* _ASSIGNED TASK_
Write the data out again exactly, with no pictures.
>>>>
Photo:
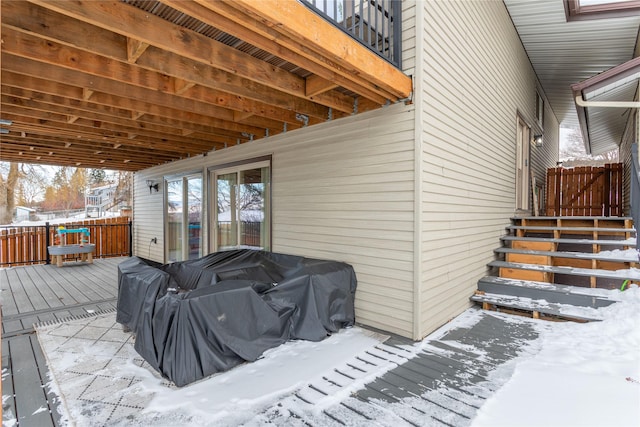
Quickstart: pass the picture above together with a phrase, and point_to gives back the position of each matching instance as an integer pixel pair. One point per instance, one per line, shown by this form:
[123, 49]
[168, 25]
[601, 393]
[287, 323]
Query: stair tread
[604, 294]
[627, 242]
[569, 228]
[556, 254]
[622, 274]
[607, 218]
[542, 306]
<<<<
* _EXERCISE OUTPUT_
Photo:
Quickstart: pass the picture above together with a phrase, and point_to gives back the position of each matching instance as an integer pixel pair. One point per instance, one per line, shown by this form:
[123, 49]
[168, 25]
[601, 393]
[287, 323]
Query: stair tread
[604, 294]
[627, 242]
[569, 228]
[556, 254]
[622, 274]
[607, 218]
[542, 306]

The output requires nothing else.